* _Requirement_
How many lines in the records below contain the word "reading"? Reply with the number alone.

************

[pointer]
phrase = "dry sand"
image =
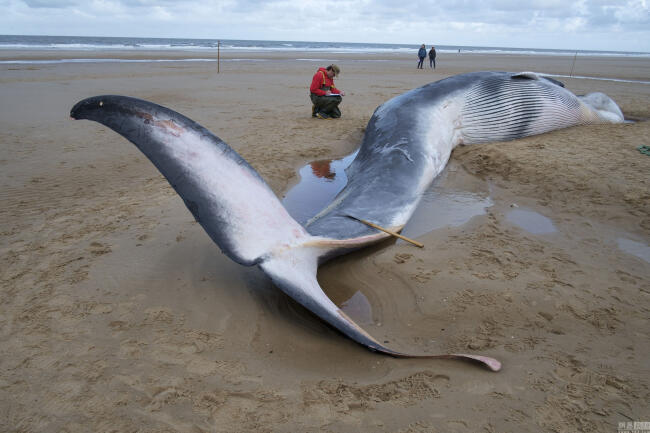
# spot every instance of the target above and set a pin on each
(117, 312)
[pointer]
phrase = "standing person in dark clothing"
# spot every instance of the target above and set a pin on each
(432, 57)
(422, 53)
(324, 95)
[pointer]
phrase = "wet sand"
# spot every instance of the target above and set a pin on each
(118, 313)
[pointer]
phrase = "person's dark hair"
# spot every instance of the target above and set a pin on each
(334, 68)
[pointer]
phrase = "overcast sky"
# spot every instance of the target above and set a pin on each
(567, 24)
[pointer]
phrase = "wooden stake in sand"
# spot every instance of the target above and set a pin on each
(392, 233)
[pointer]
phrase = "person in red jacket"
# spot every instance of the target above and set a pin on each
(324, 95)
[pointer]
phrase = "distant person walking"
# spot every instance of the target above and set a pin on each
(422, 53)
(432, 57)
(324, 95)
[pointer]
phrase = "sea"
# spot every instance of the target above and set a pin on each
(196, 46)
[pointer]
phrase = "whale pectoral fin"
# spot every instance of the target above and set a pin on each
(223, 192)
(294, 272)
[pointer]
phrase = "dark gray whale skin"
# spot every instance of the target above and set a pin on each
(408, 141)
(399, 153)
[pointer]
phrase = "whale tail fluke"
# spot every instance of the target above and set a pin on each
(234, 205)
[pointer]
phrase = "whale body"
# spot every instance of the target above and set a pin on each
(407, 143)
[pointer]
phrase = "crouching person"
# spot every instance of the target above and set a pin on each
(324, 95)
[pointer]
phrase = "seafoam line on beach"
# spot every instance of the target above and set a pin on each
(57, 61)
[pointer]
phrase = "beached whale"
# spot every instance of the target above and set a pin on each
(407, 143)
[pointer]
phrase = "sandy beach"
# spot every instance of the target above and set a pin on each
(118, 313)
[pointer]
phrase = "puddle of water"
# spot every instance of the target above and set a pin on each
(449, 201)
(358, 308)
(453, 199)
(531, 221)
(320, 181)
(634, 248)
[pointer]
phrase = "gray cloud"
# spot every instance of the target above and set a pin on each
(51, 4)
(532, 23)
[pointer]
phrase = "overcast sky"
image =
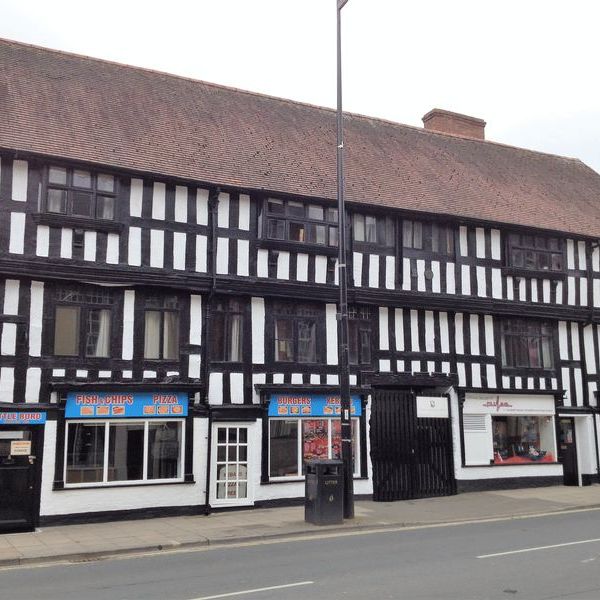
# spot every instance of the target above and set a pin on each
(527, 67)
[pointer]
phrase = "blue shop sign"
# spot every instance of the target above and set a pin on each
(117, 405)
(22, 418)
(310, 405)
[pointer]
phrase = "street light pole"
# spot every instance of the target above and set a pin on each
(345, 416)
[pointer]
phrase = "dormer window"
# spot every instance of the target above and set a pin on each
(80, 193)
(535, 252)
(293, 221)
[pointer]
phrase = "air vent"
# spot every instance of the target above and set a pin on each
(474, 422)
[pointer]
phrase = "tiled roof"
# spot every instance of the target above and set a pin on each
(87, 109)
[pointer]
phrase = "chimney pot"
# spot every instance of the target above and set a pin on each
(445, 121)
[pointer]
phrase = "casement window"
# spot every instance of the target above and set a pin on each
(227, 332)
(293, 221)
(295, 332)
(161, 332)
(527, 344)
(80, 193)
(359, 335)
(292, 442)
(83, 322)
(535, 252)
(428, 238)
(113, 452)
(368, 229)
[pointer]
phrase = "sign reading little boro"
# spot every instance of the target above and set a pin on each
(310, 405)
(88, 405)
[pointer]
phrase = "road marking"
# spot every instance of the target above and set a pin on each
(254, 591)
(535, 549)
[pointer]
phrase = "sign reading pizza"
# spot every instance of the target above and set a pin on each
(93, 405)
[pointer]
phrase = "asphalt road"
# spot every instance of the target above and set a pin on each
(446, 563)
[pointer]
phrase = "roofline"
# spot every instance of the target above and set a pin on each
(290, 101)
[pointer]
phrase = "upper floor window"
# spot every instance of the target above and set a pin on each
(535, 252)
(527, 344)
(227, 335)
(82, 322)
(359, 335)
(428, 237)
(296, 332)
(298, 222)
(161, 332)
(373, 230)
(80, 193)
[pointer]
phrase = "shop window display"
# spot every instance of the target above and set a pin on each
(522, 440)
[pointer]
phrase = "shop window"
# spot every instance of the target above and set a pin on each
(359, 335)
(368, 229)
(161, 331)
(535, 252)
(113, 452)
(428, 238)
(80, 193)
(295, 332)
(299, 222)
(522, 440)
(82, 322)
(292, 442)
(227, 332)
(527, 344)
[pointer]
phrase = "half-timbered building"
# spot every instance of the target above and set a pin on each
(168, 264)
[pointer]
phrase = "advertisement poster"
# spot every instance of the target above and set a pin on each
(90, 405)
(310, 405)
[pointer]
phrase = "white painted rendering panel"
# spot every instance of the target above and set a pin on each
(243, 262)
(244, 212)
(36, 311)
(135, 197)
(258, 330)
(179, 250)
(89, 246)
(134, 247)
(357, 268)
(19, 181)
(42, 240)
(11, 297)
(201, 254)
(128, 323)
(222, 256)
(66, 242)
(158, 201)
(112, 249)
(8, 344)
(17, 233)
(181, 194)
(331, 333)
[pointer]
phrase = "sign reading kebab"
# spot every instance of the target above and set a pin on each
(125, 404)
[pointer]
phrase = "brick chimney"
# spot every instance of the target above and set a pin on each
(444, 121)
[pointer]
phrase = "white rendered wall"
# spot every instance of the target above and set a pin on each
(73, 501)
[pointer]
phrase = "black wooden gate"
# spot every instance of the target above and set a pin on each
(411, 457)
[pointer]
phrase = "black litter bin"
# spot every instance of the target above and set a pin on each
(324, 492)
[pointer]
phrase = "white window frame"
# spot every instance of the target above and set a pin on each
(134, 421)
(300, 454)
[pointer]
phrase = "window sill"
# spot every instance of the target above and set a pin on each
(299, 247)
(531, 464)
(534, 273)
(59, 220)
(57, 487)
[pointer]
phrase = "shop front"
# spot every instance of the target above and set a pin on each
(503, 430)
(21, 445)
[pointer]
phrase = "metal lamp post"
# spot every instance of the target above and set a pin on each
(345, 417)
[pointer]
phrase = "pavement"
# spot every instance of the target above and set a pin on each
(95, 541)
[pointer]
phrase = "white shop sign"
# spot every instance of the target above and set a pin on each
(432, 407)
(508, 404)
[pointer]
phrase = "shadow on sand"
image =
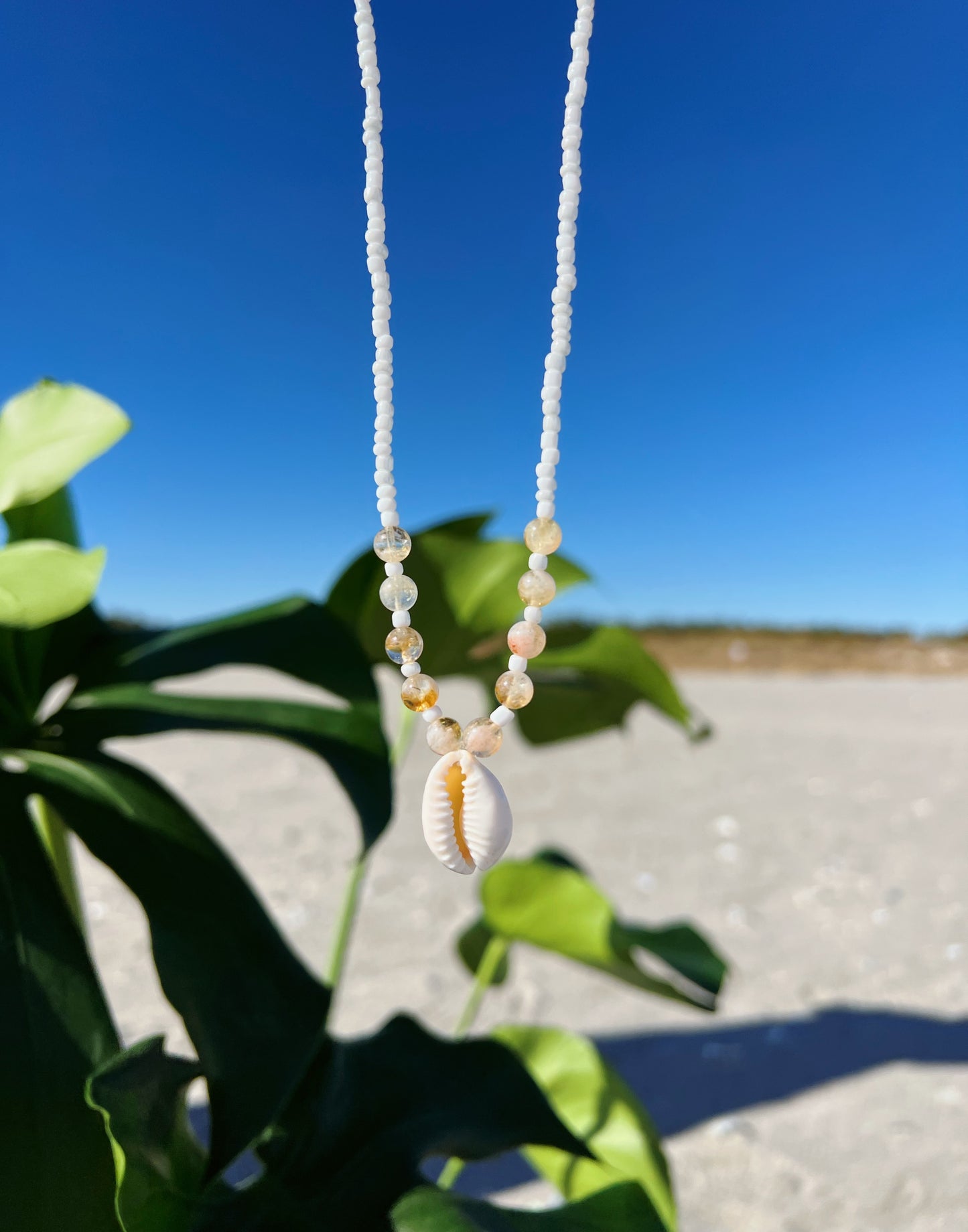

************

* _Solution for this task_
3